Reading passage:
────────────────

Gioacchino Rossini – Il Barbiere Di Siviglia

Recorded at the RAI studios on 16/04/1968

About the author:
Rossini was born in Pesaro on 29 February, 1792 and died in Passy on 13 November, 1868. Both his parents were musicians, his father a horn player, his mother a singer; he learnt the horn and singing and as a boy sang in at least one opera in Bologna, where the family lived. He studied there and began his operatic career when, at 18, he wrote a one-act comedy for Venice.
Further commissions followed, from Bologna, Ferrara, Venice again and Milan, where La pietra del paragone was a success at La Scala in 1812. This was one of seven operas written in 16 months, all but one of them comic.
This level of activity continued in the ensuing years. His first operas to win international acclaim come from 1813, written for different Venetian theatres: the serious Tancredi and the farcically comic L’italiana in Algeri, the one showing a fusion of lyrical expression and dramatic needs, with its crystalline melodies, arresting harmonic inflections and colourful orchestral writing, the other moving easily between the sentimental, the patriotic, the absurd and the sheer lunatic. Two operas for Milan were less successful. But in 1815 Rossini went to Naples as musical and artistic director of the Teatro San Carlo, which led to a concentration on serious opera. But he was allowed to compose for other theatres, and from this time date two of his supreme comedies, written for Rome, Il barbiere di Siviglia and La Cenerentola. The former, with its elegant melodies, its exhilarating rhythms and its superb ensemble writing, has claims to be considered the greatest of all Italian comic operas, eternally fresh in its wit and its inventiveness. It dates from 1816; initially it was a failure, but it quickly became the most loved of his comic works, admired alike by Beethoven and Verdi. The next year saw La Cenerentola, a charmingly sentimental tale in which the heroine moves from a touching folksy ditty as the scullery maid to brilliant coloratura apt to a royal maiden.

────────────────

Data extracted from a collection
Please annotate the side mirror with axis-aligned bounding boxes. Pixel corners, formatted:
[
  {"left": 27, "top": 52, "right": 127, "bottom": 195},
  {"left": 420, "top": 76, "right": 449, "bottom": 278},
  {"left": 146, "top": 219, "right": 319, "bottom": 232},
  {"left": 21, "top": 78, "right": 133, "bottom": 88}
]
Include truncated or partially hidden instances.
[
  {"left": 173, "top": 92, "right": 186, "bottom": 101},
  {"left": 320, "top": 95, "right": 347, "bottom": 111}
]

────────────────

Exercise task A:
List every opera that the passage about Rossini names by title.
Exercise task B:
Copy word for word the stretch of the passage about Rossini from "Recorded at the" through "of them comic.".

Correct answer A:
La pietra del paragone
Tancredi
L’italiana in Algeri
Il barbiere di Siviglia
La Cenerentola

Correct answer B:
Recorded at the RAI studios on 16/04/1968

About the author:
Rossini was born in Pesaro on 29 February, 1792 and died in Passy on 13 November, 1868. Both his parents were musicians, his father a horn player, his mother a singer; he learnt the horn and singing and as a boy sang in at least one opera in Bologna, where the family lived. He studied there and began his operatic career when, at 18, he wrote a one-act comedy for Venice.
Further commissions followed, from Bologna, Ferrara, Venice again and Milan, where La pietra del paragone was a success at La Scala in 1812. This was one of seven operas written in 16 months, all but one of them comic.